## CHECK YOUR UNDERSTANDING:
[A] In the article on Filipino TNTs, transcribe everything from "Filipino TNTs ‘feel’" down to "Jose Antonio Vargas.".
[B] Using the article on Filipino TNTs, mark each statement yes or no and quote the words that decide it: (i) Angelo first came to the U.S. as a tourist visiting his mother in California. (ii) Angelo carries a driver's license to events he covers. (iii) Lourdes works for an Asian restaurant.

##### SELECTED TEXT #####

Filipino TNTs ‘feel’ Jose Antonio Vargas’s ‘Documented’

‘Life in hiding takes courage too.’

‘Life in hiding takes courage too.’

Cristina DC Pastor

Two Filipinos who watched “Documented” on CNN saw themselves as being similar yet vastly different from its storyteller, Jose Antonio Vargas.

Like Vargas, both are living in the country with expired travel documents, and are currently out of status. Unlike Vargas, they remain safely hidden in the shadows protected by the support from their families, a few trusted friends, and employers who are unaware of their plight. While they cannot imagine themselves ever coming out in the open the way Vargas did in 2011, they do not consider themselves less courageous for continuing to live a life of relative obscurity.

“I will definitely be deported if I come out,” said Angelo Santos, also a journalist like Vargas. Angelo writes for several Asian publications including a popular website for journalists of color.

Angelo came to the U.S. about 10 years ago as a tourist to visit his mother in California. Lured by a restaurant job, he decided not to go home anymore. He thought he could earn enough to support himself while paying lawyers to fix his papers. He lived with his mother who worked for a grocery chain. But the lawyers’ fees drained his earnings. Then he was laid off. He decided to dust off the one skill he possesses: newspaper reporting.

As a journalist, he is selective with his coverage and avoids events where they require a driver’s license to show identification; he has no license. He attends mostly community gatherings where he knows the organizers.

“It takes guts to approach an editor to ask if he or she will accept articles from an undocumented immigrant,” he said. “You never know if you will be reported.”

He said Vargas came out in a way befitting his distinction as a Pulitzer Award-winning journalist. It was a gamble on his part. Now the government cannot simply expel him from the country because of who he is, he said. “I hope everyone will have the courage to do what he did bit for ordinary people like us to come out in the open? There are real consequences.”

Cashier Lourdes Mendoza said the film made her emotional. She has not seen her siblings in more than 15 years, just like Vargas who has not been in touch with his mother for almost 20 years except through Facebook.

“Feel na feel ko iyong film niya,” said Lourdes, who works for an Asian restaurant.

Lourdes said facetiously that she is praying for a miracle because it does not look like immigration reform will ever come from Congress. In the meantime, she will continue to life the life she has known in order to survive. It takes little acts of courage to get by as an undocumented immigrant, she added. The mere act of showing her doctored license for identification gives her untold anxieties.

‘Jose is lucky. He has not been deported or locked up. What about us?’

‘Jose is lucky. He has not been deported or locked up. What about us?’

Angelo and Lourdes said they clearly saw themselves in the film “Documented.” They are proud of Vargas for making it. It took such a film for them to realize that their fears and feelings of isolation are real and are shared by 11 million others. They will not emerge until a law providing a pathway to citizenship is passed in Congress. They will continue to be in hiding. They do not feel like fugitives because they follow the law, they have been paying taxes, and have been approved for medical insurance coverage. “American din naman ako, pero wala lang documents,” Lourdes said.

Said Angelo: “Jose is lucky. So far, all has been good, and opportunities opened up for him. He has not been deported or locked up. But for the common people like us who are undocumented? What’s going to happen?”

They do not want Vargas deported because he is not a threat to the country and has no criminal record. But they believe the government should address his case and decide what to do with him. Otherwise, it appears like he is simply getting “special treatment.”

The names have been changed to protect the subjects’ privacy. TNTs refer to Filipinos who are always hiding or “tago ng tago.”.

##### EXTRACTED RECORDS #####

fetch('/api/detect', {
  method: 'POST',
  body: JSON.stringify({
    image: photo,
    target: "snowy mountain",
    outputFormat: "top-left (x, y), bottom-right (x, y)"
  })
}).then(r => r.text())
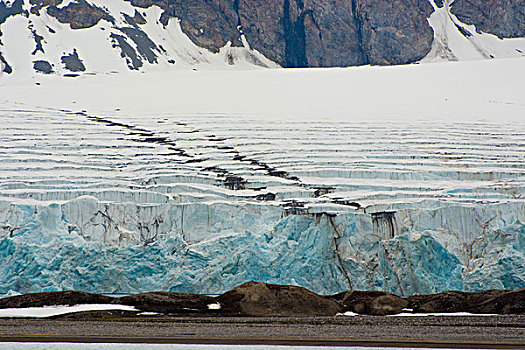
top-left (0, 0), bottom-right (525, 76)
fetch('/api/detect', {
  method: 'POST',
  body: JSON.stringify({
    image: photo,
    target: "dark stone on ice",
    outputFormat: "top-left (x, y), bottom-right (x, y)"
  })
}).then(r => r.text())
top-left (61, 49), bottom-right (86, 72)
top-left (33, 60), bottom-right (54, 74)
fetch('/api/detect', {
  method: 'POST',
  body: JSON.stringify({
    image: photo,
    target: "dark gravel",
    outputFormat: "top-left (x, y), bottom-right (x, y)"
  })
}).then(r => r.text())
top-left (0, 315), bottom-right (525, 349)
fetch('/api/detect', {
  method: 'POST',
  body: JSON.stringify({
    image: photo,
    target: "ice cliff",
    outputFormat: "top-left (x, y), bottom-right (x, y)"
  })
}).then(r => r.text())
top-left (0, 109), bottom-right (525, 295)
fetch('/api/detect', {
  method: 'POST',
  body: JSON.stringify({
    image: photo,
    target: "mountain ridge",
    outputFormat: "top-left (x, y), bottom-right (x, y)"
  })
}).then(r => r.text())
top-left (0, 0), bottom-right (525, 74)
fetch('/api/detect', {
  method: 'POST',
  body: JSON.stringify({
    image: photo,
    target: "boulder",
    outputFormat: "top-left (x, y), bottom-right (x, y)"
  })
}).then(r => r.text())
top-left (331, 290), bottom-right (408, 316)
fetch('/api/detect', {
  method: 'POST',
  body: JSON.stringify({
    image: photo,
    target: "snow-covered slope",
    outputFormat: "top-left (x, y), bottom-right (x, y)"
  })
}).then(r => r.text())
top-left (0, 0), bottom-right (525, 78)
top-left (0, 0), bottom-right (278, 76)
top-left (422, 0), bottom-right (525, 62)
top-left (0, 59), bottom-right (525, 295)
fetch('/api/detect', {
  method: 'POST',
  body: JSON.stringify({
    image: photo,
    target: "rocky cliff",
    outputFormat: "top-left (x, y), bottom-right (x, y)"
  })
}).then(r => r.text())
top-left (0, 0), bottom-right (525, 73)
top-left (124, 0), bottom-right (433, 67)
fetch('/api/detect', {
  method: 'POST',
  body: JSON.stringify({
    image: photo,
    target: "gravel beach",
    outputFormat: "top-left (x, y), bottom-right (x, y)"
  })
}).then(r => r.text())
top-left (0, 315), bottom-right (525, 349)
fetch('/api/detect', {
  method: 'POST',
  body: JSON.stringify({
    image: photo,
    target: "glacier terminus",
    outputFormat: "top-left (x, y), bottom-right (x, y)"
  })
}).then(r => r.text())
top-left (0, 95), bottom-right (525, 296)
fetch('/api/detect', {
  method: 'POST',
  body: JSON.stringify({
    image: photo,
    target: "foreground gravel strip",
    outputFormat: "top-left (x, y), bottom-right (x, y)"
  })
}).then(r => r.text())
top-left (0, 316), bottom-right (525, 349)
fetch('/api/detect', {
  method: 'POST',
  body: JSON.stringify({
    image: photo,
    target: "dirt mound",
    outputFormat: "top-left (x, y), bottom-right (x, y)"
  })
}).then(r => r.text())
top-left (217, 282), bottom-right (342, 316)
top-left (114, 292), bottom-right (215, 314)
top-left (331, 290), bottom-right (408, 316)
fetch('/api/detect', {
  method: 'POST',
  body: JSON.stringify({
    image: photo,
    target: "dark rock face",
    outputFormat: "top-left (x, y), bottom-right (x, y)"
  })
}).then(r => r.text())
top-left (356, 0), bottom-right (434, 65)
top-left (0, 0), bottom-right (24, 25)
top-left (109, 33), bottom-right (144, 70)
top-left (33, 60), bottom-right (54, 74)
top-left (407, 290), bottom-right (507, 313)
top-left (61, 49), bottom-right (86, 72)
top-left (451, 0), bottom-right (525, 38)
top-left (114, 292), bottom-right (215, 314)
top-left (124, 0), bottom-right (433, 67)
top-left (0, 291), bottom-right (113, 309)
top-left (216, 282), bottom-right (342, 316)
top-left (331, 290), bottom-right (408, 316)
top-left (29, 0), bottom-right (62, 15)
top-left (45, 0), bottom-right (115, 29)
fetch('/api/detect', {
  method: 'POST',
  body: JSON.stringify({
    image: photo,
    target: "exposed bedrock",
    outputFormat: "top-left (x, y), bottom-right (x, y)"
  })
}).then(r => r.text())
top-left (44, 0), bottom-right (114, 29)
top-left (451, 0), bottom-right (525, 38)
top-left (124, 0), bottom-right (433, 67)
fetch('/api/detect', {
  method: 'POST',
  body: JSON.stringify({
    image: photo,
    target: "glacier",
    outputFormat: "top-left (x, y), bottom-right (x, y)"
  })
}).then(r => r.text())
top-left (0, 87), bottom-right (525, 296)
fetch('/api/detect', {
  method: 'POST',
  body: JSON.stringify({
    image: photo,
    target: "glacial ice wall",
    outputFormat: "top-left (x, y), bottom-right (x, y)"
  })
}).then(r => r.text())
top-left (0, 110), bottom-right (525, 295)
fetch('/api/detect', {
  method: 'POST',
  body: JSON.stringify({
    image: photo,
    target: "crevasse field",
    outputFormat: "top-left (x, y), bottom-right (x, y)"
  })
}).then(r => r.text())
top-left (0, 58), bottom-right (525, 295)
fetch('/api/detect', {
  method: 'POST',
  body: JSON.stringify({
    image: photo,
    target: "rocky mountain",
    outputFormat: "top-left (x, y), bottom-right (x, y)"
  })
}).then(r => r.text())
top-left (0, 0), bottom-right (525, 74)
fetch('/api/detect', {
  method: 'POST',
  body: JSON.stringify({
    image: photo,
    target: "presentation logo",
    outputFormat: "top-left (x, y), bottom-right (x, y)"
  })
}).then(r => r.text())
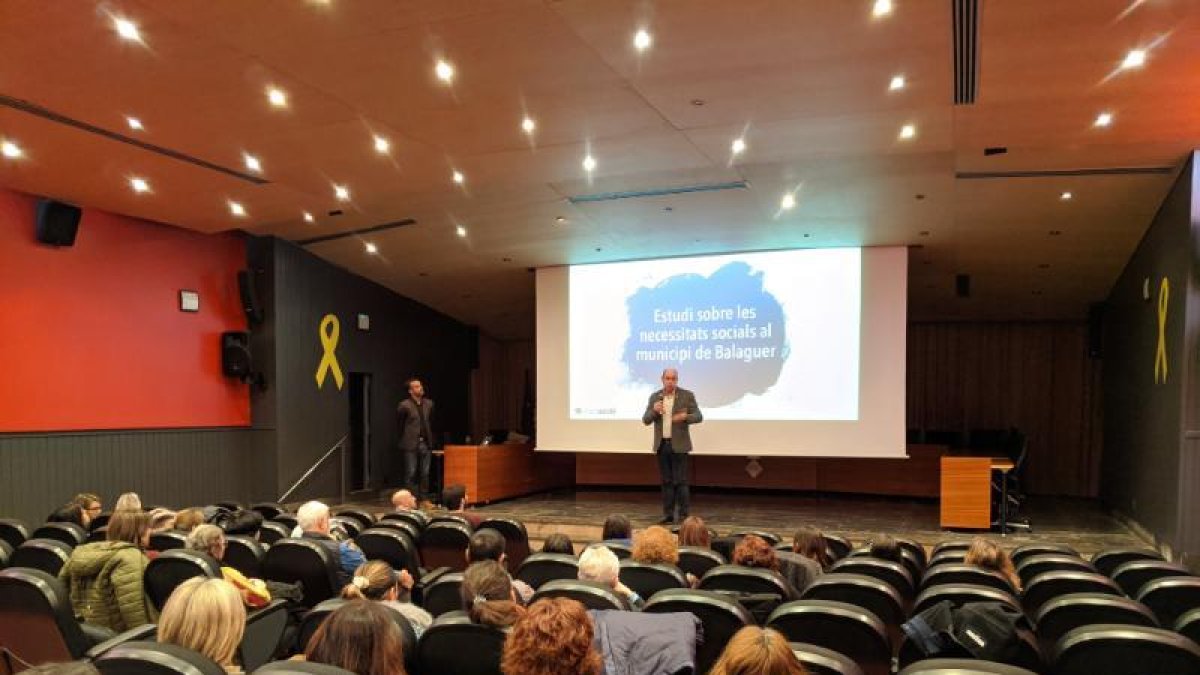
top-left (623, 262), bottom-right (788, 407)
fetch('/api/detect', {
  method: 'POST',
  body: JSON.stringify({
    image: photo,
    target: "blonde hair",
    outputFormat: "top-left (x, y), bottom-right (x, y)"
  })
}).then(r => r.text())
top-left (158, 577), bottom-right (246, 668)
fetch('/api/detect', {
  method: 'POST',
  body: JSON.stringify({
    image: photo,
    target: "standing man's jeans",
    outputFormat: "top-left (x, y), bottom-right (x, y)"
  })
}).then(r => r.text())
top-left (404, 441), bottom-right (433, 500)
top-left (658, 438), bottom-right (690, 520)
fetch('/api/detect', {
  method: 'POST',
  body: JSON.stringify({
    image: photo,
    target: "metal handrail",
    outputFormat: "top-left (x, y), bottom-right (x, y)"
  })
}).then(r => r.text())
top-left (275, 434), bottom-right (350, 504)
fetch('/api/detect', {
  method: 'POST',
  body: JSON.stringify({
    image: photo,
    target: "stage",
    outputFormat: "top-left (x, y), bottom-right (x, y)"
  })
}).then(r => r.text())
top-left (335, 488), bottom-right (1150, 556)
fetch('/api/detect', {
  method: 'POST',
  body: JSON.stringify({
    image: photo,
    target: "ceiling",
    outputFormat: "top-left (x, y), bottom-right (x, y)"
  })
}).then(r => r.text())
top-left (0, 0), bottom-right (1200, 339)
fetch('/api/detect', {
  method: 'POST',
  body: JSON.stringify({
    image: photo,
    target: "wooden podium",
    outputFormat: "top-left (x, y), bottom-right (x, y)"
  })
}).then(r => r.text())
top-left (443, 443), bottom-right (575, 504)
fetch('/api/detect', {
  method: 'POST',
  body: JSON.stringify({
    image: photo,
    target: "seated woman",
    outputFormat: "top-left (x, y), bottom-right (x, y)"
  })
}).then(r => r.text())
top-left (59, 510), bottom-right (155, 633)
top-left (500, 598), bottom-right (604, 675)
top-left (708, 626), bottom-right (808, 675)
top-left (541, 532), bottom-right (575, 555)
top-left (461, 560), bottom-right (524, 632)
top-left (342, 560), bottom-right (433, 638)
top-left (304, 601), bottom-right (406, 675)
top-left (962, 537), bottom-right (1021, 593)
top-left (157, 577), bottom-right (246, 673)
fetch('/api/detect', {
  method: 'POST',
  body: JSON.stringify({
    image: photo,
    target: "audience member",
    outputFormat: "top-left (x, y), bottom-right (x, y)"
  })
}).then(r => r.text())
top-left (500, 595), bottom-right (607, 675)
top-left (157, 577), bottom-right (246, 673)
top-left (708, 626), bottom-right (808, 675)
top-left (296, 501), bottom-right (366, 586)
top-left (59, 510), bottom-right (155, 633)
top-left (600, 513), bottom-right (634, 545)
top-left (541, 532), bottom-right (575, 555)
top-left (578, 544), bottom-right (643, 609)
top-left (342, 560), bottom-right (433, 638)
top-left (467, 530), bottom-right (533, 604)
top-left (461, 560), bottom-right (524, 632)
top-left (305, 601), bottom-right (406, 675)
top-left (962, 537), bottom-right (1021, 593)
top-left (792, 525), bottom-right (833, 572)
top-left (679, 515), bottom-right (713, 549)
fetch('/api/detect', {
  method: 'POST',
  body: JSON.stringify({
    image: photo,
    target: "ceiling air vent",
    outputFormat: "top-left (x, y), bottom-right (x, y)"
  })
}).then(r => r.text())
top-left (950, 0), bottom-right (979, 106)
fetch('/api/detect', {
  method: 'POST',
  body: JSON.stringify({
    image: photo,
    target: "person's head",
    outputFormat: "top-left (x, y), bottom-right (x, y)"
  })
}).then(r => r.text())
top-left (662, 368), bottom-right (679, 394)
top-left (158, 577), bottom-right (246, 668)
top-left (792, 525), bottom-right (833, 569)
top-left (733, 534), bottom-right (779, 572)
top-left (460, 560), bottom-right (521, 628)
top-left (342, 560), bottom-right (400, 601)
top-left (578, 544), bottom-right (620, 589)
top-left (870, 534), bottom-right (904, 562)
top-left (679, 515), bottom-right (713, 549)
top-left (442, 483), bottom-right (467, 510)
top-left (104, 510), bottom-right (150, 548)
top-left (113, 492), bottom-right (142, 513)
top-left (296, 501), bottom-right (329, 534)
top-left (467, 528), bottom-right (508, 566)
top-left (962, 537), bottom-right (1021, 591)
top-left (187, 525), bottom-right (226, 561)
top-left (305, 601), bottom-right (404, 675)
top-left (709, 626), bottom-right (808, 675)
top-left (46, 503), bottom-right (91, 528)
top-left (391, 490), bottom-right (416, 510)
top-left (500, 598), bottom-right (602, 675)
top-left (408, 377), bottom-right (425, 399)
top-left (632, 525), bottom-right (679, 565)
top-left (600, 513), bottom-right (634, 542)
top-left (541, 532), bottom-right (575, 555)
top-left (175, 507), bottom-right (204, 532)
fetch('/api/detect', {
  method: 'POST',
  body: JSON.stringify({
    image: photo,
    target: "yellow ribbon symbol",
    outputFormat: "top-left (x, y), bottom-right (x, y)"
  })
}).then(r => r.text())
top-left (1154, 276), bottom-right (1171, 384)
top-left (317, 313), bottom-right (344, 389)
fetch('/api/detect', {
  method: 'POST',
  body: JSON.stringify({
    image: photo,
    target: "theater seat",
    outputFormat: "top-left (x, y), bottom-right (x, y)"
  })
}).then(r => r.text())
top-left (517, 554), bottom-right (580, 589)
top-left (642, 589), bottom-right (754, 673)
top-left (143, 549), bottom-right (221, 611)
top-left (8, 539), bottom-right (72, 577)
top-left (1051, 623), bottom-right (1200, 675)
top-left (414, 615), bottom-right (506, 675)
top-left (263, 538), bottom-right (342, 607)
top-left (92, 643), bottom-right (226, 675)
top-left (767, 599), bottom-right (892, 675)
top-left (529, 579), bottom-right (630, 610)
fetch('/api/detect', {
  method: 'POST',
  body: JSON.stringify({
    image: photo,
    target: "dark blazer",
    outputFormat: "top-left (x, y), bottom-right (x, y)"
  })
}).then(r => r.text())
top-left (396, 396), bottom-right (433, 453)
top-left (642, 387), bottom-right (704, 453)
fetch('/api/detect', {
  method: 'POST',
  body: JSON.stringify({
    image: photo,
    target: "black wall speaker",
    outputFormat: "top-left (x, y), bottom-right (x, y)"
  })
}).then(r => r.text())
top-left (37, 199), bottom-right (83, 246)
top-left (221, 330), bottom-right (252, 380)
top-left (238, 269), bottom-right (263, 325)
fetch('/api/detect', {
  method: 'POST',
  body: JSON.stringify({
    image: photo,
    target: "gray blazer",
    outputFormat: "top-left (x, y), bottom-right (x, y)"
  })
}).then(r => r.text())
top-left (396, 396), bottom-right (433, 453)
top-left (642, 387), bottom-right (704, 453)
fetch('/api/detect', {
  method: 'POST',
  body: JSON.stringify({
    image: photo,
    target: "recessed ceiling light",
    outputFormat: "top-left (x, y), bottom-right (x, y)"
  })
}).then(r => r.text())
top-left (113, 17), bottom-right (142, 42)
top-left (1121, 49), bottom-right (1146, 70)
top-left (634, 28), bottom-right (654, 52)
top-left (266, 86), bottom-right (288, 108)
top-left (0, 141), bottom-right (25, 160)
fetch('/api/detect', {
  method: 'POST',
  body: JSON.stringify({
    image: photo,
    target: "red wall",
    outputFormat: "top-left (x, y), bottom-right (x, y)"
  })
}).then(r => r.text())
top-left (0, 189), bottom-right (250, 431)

#####

## ANSWERS BY ITEM:
[A]
Filipino TNTs ‘feel’ Jose Antonio Vargas’s ‘Documented’

‘Life in hiding takes courage too.’

‘Life in hiding takes courage too.’

Cristina DC Pastor

Two Filipinos who watched “Documented” on CNN saw themselves as being similar yet vastly different from its storyteller, Jose Antonio Vargas.

[B]
(i) Yes: "Angelo came to the U.S. about 10 years ago as a tourist to visit his mother in California."
(ii) No: "he has no license."
(iii) Yes: "said Lourdes, who works for an Asian restaurant."